But for me there won’t be applause or telegram. I don’t even expect a cake - I’m not sure the occasion merits one. Don't know whether it demonstrates stamina or lethargy - my hundredth post.

Wednesday, August 09, 2006

Tony Goes to Hollywood

He’s on his way to that secret destination in Barbados, but before he left, he had to leave the world crises on hold to go to California to attend the annual bunfight of Rupert Murdoch’s News Corporation, owners of our best and worst newspapers - which makes Rupert a pretty important person. Not that the which Blair project went all the way to CA just for Rupert: he also had to attend the party thrown by Adidas to celebrate its new contract to supply Chelsea’s football kit - not a gig to be treated lightly. AND, to ensure that the trip will be chargeable to the taxpayers, he dropped in on his California opposite number, that well-known socialist, Arnie Schwartzenegger, to discuss global warming.

As regulars will know, I have no grudge against Scots – only an objection to their increasing influence in the administration of the country from which they seceded because they wanted to control their own affairs. Especially as the system does not work in reverse: non-Scottish Britons have no say in what happens north of the border. Thus Scottish students get free college fees, and elderly Scots free home care – paid for by British taxpayers, who do not enjoy these privileges.
A certain SMP (Member of the Scottish Parliament) just sued one of our tabloid pooper-scoopers for libel because it said he made a habit of extramarital activities with ladies of dubious moral turpitude. He won his case and came out with an unblemished character and £300,000 damages – surprising in view of the fact that the News of the World had assembled 18 witnesses. Why did the jury decide that the SMP was innocent? Did he have an alibi? Did he prove that it was someone else? Or that all 18 sworn witnesses had perjured themselves? Well no, but one wonders if the fact that the NotW is English and the case was tried in Scotland might have been factors.

Saturday, August 05, 2006

Duckbilled Platitudes

Do you get annoyed at sports commentators and their leading questions? You know: ‘Double century – pretty good score, Ian?’ or ‘’45,000, Gary – good crowd?’ What the hell else can Ian and Gary do but agree? But there’s a way to stop it: for the commentator to say, ‘Pretty good round, Clive – three holes in one?’ – and Clive to say, ‘Not really, he was crap. Went in the duck pond on the twelfth’.
Brilliant idea?

The competition as to which of the competing Phoenix serial killers – the Baseline Killer or the Serial Shooter - is ahead in the body count gets more complicated as the cops start to pin earlier, unsolved, cases on them, and to advertise in Spanish to find out if anyone in that community is missing someone they haven’t mentioned yet. And the reward has been doubled. $200,000 should fix it.

Talking about serial killers, as the number of Lebanese deaths approaches three figures, our leader seems finally to have got things in hand. Is he shuttling around the Middle East brokering cease-fires and peace deals? Well, not exactly: he is fulfilling his promise to change the copyright laws so that wealthy pop singers like Cliff Richard will not start to lose their copyrights 50 years after publication.
But not right now. First he’s off on holiday to Barbados. For security reasons, we don't know exactly where he's staying, but he usually roughs it at the sumptuous seaside home of *

A glance at the DG’s blog will explain why the posts are fewer and briefer these days. When on Rob watch 40 miles from here, we listen, and catch some sleep in a bed intended for a single bloke with a pronounced dip in the middle (the bed, not the bloke) forcing us to be rather more friendly than we would prefer to be in this hot weather. On our days off we sleep, and when not sleeping the DG is either on the phone or waiting for it to ring. We’re not complaining – it’s just so you’ll excuse us if we owe you a phone call, text, letter or other social contact.

WORK ORDER - Copy the part of the blog excerpt that opens with the words containing "Saturday, August 05, 2006" and closes with "Brilliant idea?", switching "duck pond" to "water hazard".

Referring expression pointing data:
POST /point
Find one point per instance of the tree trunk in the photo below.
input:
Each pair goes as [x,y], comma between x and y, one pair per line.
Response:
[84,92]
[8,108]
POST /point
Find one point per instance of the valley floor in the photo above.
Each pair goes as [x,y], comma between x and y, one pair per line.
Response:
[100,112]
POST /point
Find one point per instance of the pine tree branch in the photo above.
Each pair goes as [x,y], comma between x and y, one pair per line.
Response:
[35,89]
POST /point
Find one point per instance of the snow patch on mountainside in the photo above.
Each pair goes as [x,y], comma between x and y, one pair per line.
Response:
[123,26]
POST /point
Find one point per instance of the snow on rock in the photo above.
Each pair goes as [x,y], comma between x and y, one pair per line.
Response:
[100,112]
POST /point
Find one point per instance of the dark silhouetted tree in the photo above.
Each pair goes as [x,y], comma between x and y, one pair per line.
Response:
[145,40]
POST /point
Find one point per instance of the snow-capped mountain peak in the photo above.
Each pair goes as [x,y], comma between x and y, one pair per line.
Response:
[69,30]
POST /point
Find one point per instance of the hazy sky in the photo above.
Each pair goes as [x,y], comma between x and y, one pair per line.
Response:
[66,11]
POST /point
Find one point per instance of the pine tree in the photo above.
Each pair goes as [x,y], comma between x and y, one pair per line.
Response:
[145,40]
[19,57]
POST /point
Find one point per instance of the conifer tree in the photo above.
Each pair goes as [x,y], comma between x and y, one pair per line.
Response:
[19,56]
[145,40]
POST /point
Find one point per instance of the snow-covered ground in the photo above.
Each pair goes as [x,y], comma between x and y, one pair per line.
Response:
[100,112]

--

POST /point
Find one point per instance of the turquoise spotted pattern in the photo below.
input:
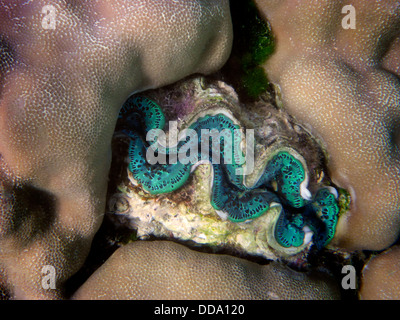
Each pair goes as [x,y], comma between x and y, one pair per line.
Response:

WRITTEN SOLUTION -
Saturday, August 05, 2006

Duckbilled Platitudes

Do you get annoyed at sports commentators and their leading questions? You know: ‘Double century – pretty good score, Ian?’ or ‘’45,000, Gary – good crowd?’ What the hell else can Ian and Gary do but agree? But there’s a way to stop it: for the commentator to say, ‘Pretty good round, Clive – three holes in one?’ – and Clive to say, ‘Not really, he was crap. Went in the water hazard on the twelfth’.
Brilliant idea?